START Excerpt provided

Greg Ock |
The car weaved through traffic on side roads and then sped to a main road, where police, known there as "mopols," had erected a roadblock. Ock's captors crashed through the barricade and traded fire with a truck of police officers, who narrowly missed Ock.
"I felt like I was in an action movie," Ock told reporters at his west Georgia home on Monday, a day after he returned to his family. As they were speeding away from the police, he said he told his guards: "I was more afraid of mopols than you guys."
Ock, 50, was held seven days and then released Friday after he was kidnapped Jan. 20 in Warri, a main city in the Niger Delta, an oil-rich area where foreign firms pump 2.4 million barrels of crude oil a day.
Ock worked in construction for decades, landing gigs all over the U.S. and as far away as Abu Dhabi. He loved the work, the camaraderie and the pay, which helped him support a wife and four daughters.
He landed in the Nigerian town of Sapele in September 2010 to begin one of his more adventurous assignments, maintaining gas turbines and other heavy machinery for Marubeni Corp.
It was tough work and the perks weren't enticing. The food was bad, he said, and the heat was unbearable. But he had chances to leave the "little prison" of the company's base camp, often going on Sundays with co-workers and a security guard to a golf course, or to neighboring Benin to eat at a Chinese restaurant.
His journey the day he was ambushed wasn't nearly as adventurous. He went with a driver, a security guard and a company secretary to a clinic in Warri, where he would get a checkup for a recent bout with malaria.
He took out some cash from an ATM, hopped in the car and tuned his iPod to Don Henley as the driver idled in traffic. What happened next seemed to unfold in a flash.
A gunman ran up to his vehicle and yelled "die, mopol, die" as he fired five bullets into the guard. The other gunman ordered Ock out of the car and pushed him toward a tiny red Audi.

END Excerpt provided

** What you will do **
Continue the news story about Greg Ock's kidnapping in Nigeria from the point where the text stops.

START Data below

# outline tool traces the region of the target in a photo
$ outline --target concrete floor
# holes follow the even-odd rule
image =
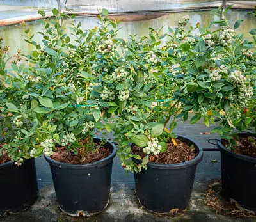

END Data below

** Result of the exercise **
"They told me we were an easy target. We didn't have tinted windows and only one mopol," he said. "They told me they wanted a white guy anyways."
They escaped the city, and one of the kidnappers then called Ock's boss and demanded about $330,000 for his safe return.
They drove about an hour, arriving at a squat shack where he was forced into a small room. He shared the room with two or three guards, a plastic chair, piles of dirty dishes, some scattered clothes and a mattress blocking the window.
The men dulled his senses by forcing him to smoke marijuana and drink Baron Del Valle red wine at all hours. He didn't have many food options, either. Early in his captivity, Ock said he asked for boiled eggs. From then on, he got four eggs in the morning and four at night. As a snack, he got apples.
He was told few details about the negotiations his captors were working with his company, adding to his unease. When he was able to sleep, his captors often woke him by cranking an odd mix of local music and Dolly Parton classics from a stereo.
"I was on the edge all the time," he said.
After a few days, he decided to escape. He found a butcher knife resting in a bowl and reached for it when he thought his captors were sleeping. They weren't. One alerted the others, who "slapped me around a bit" and chained him tighter to his chair. Despite the beating, Ock said he wasn't tortured.
The next morning, a guard pulled out a gun and threatened to kill his captive. Ock called his bluff.
"I told them I didn't care," he said. "I've had a good life."
On Thursday, Ock could tell the negotiations were heating up. His captors were celebrating and drinking moonshine. Two of the men left the house around noon, returning five hours later with wide smiles.
Around 3:30 Friday morning, the men dumped Ock in a desolate area with about $12 to hail a scooter to the nearest police station. Once there, he called his boss and his wife to let them know he was OK.
Ock said he wasn't told by either his captors or his company whether a ransom was paid.
"But they seemed happy," he said. "They let me go for a reason — and I don't think it was because they were out of eggs."
A message sent to Marubeni Corp. for details about Ock's release was not immediately returned. U.S. embassy officials earlier declined to offer any details, citing privacy concerns.
He returned home on Sunday morning, arriving at Atlanta's airport to a rapturous greeting from family and friends. There, a limousine drove him the 60-mile route to rural Bowdon. Someone told Ock to peek out the sunroof as they approached, and when he did he saw about 500 people gathered to celebrate.
Among the gifts he received was a plastic bag with only an egg and an apple. The friend who offered it to him joked that she didn't know if he wanted breakfast or supper, so she brought both.
Ock has no plans to return to Nigeria, instead looking for work closer to home. But his wife Teresa said she doubts his kidnapping will scare him from working another faraway gig.
"It's in his blood to travel," she said. "He may work here for a while. But I know him. He'll get to itching to leave."
For now, Ock is catching up on sleep and making up for lost time.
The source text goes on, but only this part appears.